◆ **Task list**
a - Set down the passage of the commentary on the Iran nuclear deal between "What troubles me" and "follow the process.", inclusive.
b - In the commentary on the Iran nuclear deal, what reason does the author give for Obama choosing to make the deal a non-binding agreement?
c - Extend the commentary on the Iran nuclear deal with a few more paragraphs, picking up after its last sentence.

R.J. Matson cartoon on Congressional leaders' response to Donald Trump.

R.J. Matson cartoon on Congressional leaders' response to Donald Trump. Credit: CQ Roll Call / R.J. Matson

The Joint Comprehensive Plan of Action, aka the Iran nuclear deal, is history — at least as far as the United States is concerned. That’s both a good thing and a bad one.

The nuclear deal was a bad one. The problem wasn’t just the deal itself, but the ideas behind it. President Barack Obama wanted the deal so that Iran could become a “very successful regional power.” That’s not in our interests, nor in the interests of anyone else in the region — apart from the Syrian tyranny of Bashar al-Assad and the terrorists of Hezbollah.

So I’m delighted that President Donald Trump has deep-sixed the deal. Of course, killing a deal is not a strategy, and while the sanctions the United States will reimpose are a necessary part of a strategy, they’re not sufficient — especially since we can rely on the EU, the Russians, and the Chinese to protest and circumvent them.

What troubles me about Trump’s withdrawal is precisely that he could do it on his own. He could do that, in turn, because Obama did the deal on his own — as a non-binding agreement.

Obama took that route because he knew the deal would never make it through Congress. The same is true of the Paris climate accord, the other big piece of Obama-era Trump roadkill.

It’s not clear whether the nuclear deal should have been a treaty, but the Paris accord should have been. The State Department has an admirable process for deciding what can be done on the president’s authority, and what should be a treaty. Obama just didn’t follow the process.

◆ **Dataset**

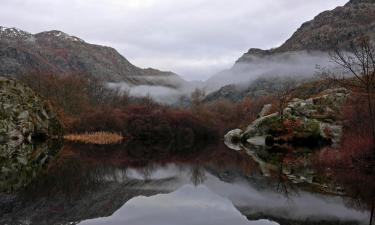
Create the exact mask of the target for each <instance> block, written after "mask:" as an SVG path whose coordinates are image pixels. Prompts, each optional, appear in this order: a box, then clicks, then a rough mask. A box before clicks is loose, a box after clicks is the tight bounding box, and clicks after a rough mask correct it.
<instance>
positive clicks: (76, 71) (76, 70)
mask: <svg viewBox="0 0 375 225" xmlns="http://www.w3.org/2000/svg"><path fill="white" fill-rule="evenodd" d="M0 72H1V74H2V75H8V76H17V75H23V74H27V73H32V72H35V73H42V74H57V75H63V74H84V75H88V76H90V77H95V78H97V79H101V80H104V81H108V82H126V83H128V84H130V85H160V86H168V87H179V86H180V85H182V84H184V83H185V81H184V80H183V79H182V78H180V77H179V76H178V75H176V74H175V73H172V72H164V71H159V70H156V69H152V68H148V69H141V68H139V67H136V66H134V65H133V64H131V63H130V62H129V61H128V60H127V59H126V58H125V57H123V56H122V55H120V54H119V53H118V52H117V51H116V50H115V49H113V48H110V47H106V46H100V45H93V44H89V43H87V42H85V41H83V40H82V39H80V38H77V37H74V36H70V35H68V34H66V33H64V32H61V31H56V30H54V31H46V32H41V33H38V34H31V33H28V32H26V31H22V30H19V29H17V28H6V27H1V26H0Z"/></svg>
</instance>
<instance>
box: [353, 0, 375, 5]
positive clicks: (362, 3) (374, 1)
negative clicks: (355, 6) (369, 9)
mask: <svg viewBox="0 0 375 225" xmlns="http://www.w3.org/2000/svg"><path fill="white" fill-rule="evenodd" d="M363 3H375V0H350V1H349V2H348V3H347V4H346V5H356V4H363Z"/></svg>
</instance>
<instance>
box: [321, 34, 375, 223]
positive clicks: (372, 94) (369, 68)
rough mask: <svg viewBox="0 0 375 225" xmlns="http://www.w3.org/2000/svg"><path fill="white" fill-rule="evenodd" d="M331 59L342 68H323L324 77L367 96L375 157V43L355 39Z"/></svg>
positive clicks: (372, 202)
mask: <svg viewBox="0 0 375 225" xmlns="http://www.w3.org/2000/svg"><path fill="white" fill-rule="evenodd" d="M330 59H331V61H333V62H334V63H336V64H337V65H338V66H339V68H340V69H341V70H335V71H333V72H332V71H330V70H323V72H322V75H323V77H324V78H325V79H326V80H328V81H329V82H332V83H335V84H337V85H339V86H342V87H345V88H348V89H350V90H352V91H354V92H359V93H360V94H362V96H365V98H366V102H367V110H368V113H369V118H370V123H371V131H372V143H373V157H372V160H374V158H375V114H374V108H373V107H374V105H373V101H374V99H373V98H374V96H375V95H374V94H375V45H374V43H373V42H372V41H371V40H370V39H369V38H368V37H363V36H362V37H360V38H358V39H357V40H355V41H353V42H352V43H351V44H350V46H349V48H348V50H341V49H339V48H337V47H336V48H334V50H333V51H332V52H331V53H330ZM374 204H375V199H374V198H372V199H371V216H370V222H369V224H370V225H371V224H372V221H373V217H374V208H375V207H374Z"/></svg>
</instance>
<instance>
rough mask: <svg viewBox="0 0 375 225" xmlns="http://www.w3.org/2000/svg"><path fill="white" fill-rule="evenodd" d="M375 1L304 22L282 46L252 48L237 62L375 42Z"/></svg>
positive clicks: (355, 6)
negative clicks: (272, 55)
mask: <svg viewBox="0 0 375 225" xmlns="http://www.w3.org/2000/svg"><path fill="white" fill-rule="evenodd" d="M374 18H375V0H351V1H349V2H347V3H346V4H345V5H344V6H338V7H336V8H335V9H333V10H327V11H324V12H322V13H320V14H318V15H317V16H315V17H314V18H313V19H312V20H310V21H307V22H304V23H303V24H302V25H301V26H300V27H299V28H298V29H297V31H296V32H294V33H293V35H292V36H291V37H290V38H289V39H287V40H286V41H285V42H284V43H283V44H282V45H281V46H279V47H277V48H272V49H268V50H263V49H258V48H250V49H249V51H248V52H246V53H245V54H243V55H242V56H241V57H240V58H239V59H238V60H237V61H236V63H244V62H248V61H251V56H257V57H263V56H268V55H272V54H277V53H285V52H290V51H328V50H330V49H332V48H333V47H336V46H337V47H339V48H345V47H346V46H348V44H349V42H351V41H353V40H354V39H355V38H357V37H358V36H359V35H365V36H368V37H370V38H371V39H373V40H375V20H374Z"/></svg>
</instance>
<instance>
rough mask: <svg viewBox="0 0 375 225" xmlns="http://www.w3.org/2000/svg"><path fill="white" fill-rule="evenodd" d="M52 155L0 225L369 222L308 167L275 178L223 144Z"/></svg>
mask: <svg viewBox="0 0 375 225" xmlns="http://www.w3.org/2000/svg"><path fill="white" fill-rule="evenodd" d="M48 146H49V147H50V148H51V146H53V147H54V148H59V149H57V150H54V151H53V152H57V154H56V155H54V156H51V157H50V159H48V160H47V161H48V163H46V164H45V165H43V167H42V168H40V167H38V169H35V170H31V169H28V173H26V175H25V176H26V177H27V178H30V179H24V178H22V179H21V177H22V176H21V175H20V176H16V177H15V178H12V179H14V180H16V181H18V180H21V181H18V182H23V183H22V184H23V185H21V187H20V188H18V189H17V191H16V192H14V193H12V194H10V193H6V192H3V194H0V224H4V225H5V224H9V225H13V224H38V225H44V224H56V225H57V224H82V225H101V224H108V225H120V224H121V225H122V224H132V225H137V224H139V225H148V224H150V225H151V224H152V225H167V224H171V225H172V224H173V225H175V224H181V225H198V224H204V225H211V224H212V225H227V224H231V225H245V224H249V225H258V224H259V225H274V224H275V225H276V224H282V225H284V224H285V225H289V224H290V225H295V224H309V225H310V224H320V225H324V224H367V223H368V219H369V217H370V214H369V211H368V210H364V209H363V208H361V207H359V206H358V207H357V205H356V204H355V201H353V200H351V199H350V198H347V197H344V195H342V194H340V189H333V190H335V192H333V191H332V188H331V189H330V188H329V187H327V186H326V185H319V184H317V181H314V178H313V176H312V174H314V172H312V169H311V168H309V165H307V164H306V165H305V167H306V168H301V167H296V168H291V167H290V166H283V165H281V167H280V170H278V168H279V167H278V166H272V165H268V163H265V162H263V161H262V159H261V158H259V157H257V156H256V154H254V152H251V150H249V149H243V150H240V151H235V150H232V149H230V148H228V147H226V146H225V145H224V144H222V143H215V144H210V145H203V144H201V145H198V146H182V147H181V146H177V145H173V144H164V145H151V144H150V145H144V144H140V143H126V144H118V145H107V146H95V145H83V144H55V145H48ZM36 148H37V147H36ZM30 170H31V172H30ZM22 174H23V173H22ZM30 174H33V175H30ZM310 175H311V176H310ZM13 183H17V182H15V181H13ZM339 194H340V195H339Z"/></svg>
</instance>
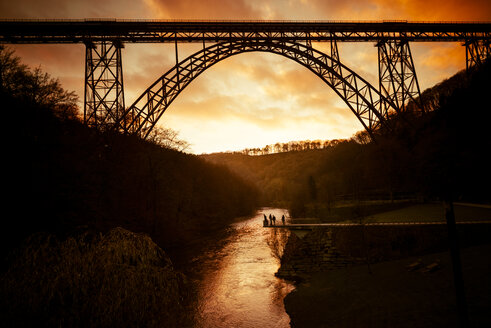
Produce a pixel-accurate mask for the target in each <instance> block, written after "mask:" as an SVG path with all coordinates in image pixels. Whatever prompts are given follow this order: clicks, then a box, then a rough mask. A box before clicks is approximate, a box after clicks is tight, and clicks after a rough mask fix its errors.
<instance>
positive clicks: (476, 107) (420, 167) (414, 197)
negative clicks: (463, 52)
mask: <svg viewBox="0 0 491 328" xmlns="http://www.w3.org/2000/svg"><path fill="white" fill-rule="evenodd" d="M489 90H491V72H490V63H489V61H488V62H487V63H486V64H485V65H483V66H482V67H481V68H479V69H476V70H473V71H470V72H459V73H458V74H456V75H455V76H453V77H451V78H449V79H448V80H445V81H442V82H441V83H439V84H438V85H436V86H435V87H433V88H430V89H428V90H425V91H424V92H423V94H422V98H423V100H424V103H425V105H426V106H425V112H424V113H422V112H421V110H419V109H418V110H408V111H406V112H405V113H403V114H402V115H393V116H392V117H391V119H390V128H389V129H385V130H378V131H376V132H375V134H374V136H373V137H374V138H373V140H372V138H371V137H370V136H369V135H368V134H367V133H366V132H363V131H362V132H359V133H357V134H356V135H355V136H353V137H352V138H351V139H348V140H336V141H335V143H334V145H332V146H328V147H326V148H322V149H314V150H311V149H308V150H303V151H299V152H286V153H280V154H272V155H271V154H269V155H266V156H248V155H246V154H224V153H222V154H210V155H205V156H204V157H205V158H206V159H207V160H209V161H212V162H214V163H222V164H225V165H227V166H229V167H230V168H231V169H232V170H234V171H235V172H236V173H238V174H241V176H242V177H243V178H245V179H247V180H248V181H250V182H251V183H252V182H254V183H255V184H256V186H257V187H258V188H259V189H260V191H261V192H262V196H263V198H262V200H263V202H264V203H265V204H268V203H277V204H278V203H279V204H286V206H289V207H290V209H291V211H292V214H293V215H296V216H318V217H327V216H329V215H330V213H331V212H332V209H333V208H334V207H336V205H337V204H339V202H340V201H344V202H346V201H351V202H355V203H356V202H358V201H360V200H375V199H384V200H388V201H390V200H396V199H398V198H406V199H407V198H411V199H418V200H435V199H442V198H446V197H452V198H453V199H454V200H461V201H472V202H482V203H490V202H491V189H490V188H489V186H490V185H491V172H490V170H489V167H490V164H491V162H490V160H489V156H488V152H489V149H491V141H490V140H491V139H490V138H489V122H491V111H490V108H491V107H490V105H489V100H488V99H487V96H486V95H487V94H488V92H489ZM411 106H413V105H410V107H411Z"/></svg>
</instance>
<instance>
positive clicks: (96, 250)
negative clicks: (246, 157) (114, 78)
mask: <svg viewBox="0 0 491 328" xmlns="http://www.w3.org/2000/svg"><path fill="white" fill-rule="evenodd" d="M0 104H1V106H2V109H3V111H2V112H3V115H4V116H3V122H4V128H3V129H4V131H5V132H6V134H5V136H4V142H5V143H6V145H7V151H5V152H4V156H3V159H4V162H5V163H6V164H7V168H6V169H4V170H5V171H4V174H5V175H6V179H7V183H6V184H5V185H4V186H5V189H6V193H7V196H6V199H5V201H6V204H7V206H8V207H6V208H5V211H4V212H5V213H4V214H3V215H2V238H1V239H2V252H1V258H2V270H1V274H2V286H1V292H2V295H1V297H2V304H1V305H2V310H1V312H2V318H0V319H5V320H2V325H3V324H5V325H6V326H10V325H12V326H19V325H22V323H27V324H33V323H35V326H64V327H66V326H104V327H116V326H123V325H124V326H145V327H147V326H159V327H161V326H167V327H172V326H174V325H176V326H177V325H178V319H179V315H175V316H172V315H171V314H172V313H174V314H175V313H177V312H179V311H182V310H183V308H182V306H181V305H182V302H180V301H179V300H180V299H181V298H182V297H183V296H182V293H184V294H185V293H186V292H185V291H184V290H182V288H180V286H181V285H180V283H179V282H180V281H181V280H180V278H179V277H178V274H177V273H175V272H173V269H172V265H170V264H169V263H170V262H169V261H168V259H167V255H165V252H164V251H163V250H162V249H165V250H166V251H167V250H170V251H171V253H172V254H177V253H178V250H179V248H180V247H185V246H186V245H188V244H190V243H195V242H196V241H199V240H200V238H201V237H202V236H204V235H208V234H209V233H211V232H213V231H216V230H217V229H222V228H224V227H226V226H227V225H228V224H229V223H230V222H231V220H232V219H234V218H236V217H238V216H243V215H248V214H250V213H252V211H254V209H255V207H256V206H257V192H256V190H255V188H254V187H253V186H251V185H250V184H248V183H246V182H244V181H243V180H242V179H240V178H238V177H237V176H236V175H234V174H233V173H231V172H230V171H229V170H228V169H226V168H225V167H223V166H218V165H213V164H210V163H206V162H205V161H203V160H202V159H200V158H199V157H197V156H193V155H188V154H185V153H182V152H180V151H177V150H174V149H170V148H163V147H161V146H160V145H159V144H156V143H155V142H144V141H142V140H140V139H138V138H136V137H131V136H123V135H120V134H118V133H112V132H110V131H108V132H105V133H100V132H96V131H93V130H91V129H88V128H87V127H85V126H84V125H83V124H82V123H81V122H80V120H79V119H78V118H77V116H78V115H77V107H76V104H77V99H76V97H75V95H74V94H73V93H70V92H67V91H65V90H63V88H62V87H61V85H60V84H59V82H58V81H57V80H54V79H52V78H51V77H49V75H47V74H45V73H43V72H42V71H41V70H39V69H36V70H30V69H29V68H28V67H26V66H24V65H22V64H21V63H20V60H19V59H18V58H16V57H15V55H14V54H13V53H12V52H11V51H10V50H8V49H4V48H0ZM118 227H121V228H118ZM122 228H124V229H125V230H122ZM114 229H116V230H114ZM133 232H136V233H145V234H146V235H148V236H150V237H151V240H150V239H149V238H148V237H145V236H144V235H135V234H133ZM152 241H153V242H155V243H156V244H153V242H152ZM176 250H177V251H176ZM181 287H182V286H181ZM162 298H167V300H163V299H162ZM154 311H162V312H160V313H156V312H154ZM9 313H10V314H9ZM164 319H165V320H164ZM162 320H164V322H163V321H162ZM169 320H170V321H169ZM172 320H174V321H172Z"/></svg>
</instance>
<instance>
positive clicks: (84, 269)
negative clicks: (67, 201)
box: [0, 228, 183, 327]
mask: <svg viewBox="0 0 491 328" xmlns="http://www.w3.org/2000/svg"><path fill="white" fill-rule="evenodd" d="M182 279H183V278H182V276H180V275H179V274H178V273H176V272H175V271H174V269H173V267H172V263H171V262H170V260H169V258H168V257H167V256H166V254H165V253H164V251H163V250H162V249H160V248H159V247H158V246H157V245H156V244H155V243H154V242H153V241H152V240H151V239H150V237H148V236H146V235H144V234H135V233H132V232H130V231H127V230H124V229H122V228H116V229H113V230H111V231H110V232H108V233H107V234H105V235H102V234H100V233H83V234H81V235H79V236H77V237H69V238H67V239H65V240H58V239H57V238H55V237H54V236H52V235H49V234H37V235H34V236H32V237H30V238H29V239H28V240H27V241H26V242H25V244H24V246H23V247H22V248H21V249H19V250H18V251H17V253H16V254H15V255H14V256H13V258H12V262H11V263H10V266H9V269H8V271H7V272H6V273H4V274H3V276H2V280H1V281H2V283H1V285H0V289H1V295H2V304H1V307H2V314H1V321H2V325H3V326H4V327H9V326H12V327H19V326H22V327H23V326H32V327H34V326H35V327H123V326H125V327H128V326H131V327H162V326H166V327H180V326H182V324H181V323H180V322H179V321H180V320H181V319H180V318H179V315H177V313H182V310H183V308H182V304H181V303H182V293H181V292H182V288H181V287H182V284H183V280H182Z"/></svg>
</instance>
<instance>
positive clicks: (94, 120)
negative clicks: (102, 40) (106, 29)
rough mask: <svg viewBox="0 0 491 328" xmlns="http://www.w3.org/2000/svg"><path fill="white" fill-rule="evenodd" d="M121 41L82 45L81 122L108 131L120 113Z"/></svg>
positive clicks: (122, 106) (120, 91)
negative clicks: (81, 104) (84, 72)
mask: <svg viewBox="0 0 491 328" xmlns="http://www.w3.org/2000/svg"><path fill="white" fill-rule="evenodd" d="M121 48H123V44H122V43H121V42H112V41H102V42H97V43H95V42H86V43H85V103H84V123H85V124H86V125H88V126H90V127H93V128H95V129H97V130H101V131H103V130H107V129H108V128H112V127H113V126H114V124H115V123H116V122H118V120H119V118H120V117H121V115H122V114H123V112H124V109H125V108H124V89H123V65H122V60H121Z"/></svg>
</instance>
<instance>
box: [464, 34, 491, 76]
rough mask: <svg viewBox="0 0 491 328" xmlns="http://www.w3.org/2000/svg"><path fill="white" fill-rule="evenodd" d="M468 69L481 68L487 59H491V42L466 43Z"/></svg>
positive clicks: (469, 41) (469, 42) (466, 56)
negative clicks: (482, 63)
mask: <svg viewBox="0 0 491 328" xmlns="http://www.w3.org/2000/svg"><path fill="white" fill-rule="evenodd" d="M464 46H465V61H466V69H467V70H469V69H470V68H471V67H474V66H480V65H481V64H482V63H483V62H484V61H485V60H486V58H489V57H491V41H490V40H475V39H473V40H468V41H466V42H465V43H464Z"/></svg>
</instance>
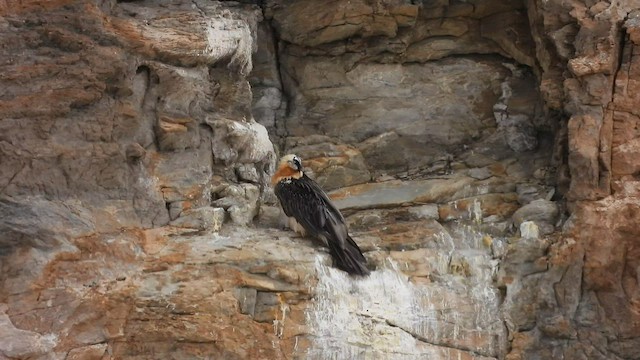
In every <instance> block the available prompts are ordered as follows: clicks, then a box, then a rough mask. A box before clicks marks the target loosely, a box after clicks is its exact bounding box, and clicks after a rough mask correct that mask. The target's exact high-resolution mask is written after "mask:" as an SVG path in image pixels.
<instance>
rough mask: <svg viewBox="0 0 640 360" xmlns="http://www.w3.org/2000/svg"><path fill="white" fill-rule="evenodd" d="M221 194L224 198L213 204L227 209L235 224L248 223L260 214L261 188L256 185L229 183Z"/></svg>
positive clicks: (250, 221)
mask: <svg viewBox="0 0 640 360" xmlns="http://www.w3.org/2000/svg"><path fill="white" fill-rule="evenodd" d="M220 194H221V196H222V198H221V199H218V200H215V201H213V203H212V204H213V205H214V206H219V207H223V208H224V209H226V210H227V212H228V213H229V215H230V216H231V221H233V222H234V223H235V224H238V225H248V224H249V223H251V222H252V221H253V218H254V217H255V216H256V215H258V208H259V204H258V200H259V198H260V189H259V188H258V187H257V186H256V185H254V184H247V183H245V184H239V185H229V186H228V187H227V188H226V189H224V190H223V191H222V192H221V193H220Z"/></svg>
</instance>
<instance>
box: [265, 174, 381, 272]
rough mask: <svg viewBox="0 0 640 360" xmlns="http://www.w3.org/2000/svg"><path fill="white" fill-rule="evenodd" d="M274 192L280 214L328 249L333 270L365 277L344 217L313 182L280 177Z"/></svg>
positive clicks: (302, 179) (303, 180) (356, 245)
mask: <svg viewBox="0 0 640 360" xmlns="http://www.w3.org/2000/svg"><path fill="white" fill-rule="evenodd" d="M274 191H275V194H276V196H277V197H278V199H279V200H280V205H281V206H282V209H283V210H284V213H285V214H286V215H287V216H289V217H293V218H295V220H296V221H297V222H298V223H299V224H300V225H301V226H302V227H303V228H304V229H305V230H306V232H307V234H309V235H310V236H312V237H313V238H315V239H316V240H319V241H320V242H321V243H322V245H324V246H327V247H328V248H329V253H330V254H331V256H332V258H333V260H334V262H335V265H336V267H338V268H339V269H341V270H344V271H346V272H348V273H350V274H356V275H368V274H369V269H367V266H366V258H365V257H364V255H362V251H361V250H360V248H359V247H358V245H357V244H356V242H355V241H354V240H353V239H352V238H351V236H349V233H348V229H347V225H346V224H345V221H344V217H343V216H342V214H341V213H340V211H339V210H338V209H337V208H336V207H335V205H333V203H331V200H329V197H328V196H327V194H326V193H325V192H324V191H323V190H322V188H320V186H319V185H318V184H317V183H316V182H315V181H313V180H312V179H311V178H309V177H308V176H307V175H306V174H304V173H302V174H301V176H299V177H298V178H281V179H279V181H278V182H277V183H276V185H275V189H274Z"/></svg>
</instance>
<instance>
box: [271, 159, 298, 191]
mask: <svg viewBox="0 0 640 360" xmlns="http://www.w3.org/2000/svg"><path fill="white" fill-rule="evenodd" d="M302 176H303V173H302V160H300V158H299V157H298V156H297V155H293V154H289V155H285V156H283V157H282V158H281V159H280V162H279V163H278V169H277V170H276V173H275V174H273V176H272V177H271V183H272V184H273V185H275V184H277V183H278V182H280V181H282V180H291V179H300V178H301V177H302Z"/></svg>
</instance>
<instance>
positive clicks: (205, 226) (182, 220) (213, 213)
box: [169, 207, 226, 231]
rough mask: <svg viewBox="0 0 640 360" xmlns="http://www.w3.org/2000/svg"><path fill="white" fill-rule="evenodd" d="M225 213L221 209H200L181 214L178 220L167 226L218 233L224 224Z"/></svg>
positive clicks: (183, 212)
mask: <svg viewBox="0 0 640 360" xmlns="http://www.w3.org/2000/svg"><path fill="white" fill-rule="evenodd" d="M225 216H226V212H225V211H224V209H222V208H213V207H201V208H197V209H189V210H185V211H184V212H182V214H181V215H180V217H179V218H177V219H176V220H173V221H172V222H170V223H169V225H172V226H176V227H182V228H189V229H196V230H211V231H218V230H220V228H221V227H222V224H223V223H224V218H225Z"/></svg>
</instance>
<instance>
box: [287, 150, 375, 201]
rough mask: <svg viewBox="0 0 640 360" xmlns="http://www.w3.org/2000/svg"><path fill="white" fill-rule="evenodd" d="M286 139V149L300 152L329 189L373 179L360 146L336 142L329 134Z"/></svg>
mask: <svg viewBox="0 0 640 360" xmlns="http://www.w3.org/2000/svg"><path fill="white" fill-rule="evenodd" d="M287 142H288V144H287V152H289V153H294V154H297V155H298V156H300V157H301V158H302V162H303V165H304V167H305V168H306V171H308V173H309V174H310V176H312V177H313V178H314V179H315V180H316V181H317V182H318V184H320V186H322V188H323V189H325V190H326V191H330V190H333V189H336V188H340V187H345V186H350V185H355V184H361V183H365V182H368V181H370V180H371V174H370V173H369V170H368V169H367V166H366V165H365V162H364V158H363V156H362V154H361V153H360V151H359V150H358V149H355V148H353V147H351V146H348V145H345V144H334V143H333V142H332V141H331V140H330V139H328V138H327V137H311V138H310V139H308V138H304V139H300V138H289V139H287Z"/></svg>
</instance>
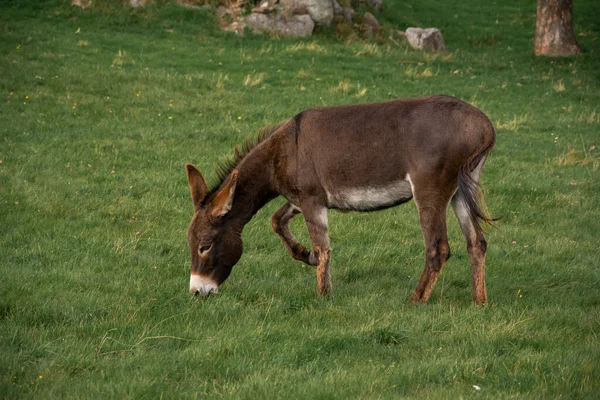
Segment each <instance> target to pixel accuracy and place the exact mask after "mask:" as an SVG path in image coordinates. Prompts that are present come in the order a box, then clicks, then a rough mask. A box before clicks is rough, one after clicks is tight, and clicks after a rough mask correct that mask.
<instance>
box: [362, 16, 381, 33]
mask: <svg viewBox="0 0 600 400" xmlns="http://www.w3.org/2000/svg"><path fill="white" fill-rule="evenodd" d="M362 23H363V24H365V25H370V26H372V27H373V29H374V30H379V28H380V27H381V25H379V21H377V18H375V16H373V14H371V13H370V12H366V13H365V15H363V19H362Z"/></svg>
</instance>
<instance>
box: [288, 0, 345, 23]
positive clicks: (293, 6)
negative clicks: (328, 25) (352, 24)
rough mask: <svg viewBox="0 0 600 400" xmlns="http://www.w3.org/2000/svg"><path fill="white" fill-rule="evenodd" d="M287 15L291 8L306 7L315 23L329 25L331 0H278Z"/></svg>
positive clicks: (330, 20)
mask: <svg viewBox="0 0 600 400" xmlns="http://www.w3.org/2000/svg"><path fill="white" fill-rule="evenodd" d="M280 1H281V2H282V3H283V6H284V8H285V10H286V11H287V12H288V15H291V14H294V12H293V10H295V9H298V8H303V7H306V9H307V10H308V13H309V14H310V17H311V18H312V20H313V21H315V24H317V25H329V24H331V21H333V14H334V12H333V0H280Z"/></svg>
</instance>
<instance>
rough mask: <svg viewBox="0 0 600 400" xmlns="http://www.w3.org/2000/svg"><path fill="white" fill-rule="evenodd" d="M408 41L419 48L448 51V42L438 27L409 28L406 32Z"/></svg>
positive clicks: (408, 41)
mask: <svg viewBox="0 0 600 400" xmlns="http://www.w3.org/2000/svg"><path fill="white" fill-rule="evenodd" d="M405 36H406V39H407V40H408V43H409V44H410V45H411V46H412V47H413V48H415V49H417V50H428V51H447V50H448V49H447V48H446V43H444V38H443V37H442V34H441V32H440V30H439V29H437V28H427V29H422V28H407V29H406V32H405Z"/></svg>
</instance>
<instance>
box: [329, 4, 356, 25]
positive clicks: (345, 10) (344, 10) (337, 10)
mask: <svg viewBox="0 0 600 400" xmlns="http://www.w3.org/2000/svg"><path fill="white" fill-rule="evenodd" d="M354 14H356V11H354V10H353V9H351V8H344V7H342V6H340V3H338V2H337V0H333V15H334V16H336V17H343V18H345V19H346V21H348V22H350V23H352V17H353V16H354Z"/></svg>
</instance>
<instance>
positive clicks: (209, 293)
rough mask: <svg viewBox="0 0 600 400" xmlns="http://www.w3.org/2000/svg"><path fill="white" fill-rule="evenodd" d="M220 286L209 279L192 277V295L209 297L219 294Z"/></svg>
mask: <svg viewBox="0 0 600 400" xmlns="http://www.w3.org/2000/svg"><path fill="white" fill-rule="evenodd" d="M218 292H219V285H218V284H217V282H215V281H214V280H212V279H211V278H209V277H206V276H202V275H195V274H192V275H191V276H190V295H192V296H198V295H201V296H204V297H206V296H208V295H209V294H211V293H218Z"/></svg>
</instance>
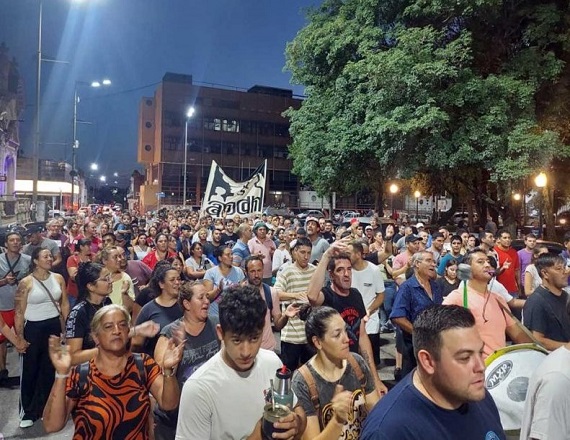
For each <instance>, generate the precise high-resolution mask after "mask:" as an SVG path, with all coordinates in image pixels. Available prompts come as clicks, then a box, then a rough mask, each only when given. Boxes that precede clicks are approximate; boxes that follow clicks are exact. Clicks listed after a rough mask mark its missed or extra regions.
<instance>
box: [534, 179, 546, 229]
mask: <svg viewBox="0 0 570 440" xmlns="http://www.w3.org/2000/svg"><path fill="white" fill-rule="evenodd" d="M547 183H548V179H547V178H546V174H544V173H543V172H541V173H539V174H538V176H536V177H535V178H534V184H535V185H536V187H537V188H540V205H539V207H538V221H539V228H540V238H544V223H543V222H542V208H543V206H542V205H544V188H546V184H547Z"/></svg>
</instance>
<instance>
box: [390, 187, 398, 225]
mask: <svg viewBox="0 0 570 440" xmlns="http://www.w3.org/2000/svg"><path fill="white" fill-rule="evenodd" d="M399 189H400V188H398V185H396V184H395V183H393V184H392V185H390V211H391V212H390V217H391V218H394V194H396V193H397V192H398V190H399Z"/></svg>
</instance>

◆ **Task-by-task answers**
a -
What troubles me about Trump’s withdrawal is precisely that he could do it on his own. He could do that, in turn, because Obama did the deal on his own — as a non-binding agreement.

Obama took that route because he knew the deal would never make it through Congress. The same is true of the Paris climate accord, the other big piece of Obama-era Trump roadkill.

It’s not clear whether the nuclear deal should have been a treaty, but the Paris accord should have been. The State Department has an admirable process for deciding what can be done on the president’s authority, and what should be a treaty. Obama just didn’t follow the process.

b - He knew the deal would never make it through Congress.

c -
But even if Obama had done the nuclear deal as a treaty, Trump could still have pulled out of it. So this isn’t a question of law. Obama didn’t do anything illegal by entering into the nuclear deal, and Trump didn’t do anything illegal by pulling out of it. It’s more serious than that.

If you’re the president and you want the United States to make an enduring international commitment, you need to get buy-in from the political system. That means taking your case to the Senate — and the House — and winning votes, be it on a treaty, a law, or a resolution.

The easy rebuttal to this argument is that politics today are too partisan — or, as Obama might have put it, Republicans are too unreasonable — for the president to be able to do this. Even if true, that’s no answer: unreasonable partisans (on both sides) are part of the system.

But it’s not true. Presidents just don’t want to be constrained. As far back as the early 1950s, President Dwight Eisenhower won a bruising battle against the Bricker Amendment, which would have limited his ability to sign treaties. What has happened is that Congress has increasingly given in to the president.

Take trade. The Constitution gives the power to regulate foreign trade to Congress. But Congress has outsourced that power to the executive branch, and Trump has used it — and spurious national security justifications — to impose tariffs on steel, aluminum and much more.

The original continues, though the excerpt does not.